GIVEN TASK
Resume the pie chart article below, picking up right after its last sentence.

SOURCE EXTRACT
────

As Nice as Pie

If you can't get your graphing tool to do the shading, just add some clip art of cosmologists discussing the unusual curvature of space in the area.

© Randall Munroe of xkcd.com – Image adjusted to fit dimensions of this page

Work by the inimitable Randall Munroe, author of long-running web-comic, xkcd.com, has been featured (with permission) multiple times on these pages [1]. The above image got me thinking that I had not penned a data visualisation article since the series starting with Hurricanes and Data Visualisation: Part I – Rainbow’s Gravity nearly a year ago. Randall’s perspective led me to consider that staple of PowerPoint presentations, the humble and much-maligned Pie Chart.


 
While the history is not certain, most authorities credit the pioneer of graphical statistics, William Playfair, with creating this icon, which appeared in his Statistical Breviary, first published in 1801 [2]. Later Florence Nightingale (a statistician in case you were unaware) popularised Pie Charts. Indeed a Pie Chart variant (called a Polar Chart) that Nightingale compiled appears at the beginning of my article Data Visualisation – A Scientific Treatment.

────

DATASET CONTENT

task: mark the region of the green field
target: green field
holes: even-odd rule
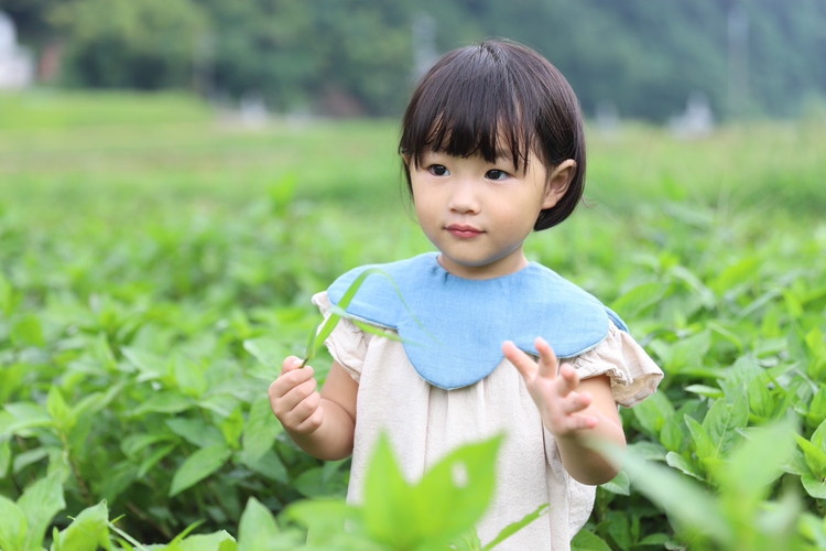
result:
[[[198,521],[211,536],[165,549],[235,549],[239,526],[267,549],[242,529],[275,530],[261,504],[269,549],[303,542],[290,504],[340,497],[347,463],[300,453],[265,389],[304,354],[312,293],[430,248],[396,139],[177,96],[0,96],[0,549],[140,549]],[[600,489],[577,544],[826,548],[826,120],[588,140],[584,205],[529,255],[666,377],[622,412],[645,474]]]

────

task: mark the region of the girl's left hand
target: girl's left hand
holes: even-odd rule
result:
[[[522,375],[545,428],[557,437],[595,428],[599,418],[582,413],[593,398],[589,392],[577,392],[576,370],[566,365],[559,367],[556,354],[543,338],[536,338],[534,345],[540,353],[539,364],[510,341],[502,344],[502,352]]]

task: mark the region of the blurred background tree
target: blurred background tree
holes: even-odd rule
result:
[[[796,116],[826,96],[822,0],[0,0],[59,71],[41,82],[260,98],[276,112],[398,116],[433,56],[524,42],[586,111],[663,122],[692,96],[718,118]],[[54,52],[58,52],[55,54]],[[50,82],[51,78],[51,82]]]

────

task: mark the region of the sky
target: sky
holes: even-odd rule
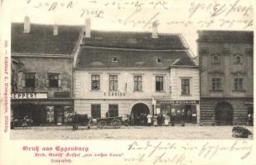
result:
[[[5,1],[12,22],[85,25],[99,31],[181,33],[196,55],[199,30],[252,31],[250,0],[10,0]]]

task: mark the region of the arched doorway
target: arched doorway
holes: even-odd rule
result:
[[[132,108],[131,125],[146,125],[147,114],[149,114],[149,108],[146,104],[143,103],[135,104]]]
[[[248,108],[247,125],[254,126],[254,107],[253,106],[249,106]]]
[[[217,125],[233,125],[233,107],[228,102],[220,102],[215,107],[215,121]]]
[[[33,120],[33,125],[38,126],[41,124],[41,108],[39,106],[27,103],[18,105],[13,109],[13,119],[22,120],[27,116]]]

────

EXPECTED ANSWER
I can’t imagine any reader has managed to avoid seeing a Pie Chart before reading this article. But, just in case, here is one (Since writing Rainbow’s Gravity – see above for a link – I have tried to avoid a rainbow palette in visualisations, hence the monochromatic exhibit):

Basic Pie Chart

The above image is a representation of the following dataset:

 
Label Count
A 4,500
B 3,000
C 3,000
D 3,000
E 4,500
Total 18,000
 

The Pie Chart consists of a circle divided in to five sectors, each is labelled A through E. The basic idea is of course that the amount of the circle taken up by each sector is proportional to the count of items associated with each category, A through E. What is meant by the innocent “amount of the circle” here? The easiest way to look at this is that going all the way round a circle consumes 360°. If we consider our data set, the total count is 18,000, which will equate to 360°. The count for A is 4,500 and we need to consider what fraction of 18,000 this represents and then apply this to 360°:

\dfrac{4,500}{18,000}\times 360^o=\dfrac{1}{4}\times 360^o=90^o

So A must take up 90°, or equivalently one quarter of the total circle. Similarly for B:

\dfrac{3,000}{18,000}\times 360^o=\dfrac{1}{6}\times 360^o=60^o

Or one sixth of the circle.

If we take this approach then – of course – the sum of all of the sectors must equal the whole circle and neither more nor less than this (pace Randall). In our example:

 
Label Degrees
A 90°
B 60°
C 60°
D 60°
E 90°
Total 360°
 

So far, so simple. Now let’s consider a second data-set as follows:

 
Label Count
A 9,480,301
B 6,320,201
C 6,320,200
D 6,320,201
E 9,480,301
Total 37,921,204
 

What does its Pie Chart look like? Well it’s actually rather familiar, it looks like this:

Basic Pie Chart

This observation stresses something important about Pie Charts. They show how a number of categories contribute to a whole figure, but they only show relative figures (percentages of the whole if you like) and not the absolute figures. The totals in our two data-sets differ by a factor of over 2,100 times, but their Pie Charts are identical. We will come back to this point again later on.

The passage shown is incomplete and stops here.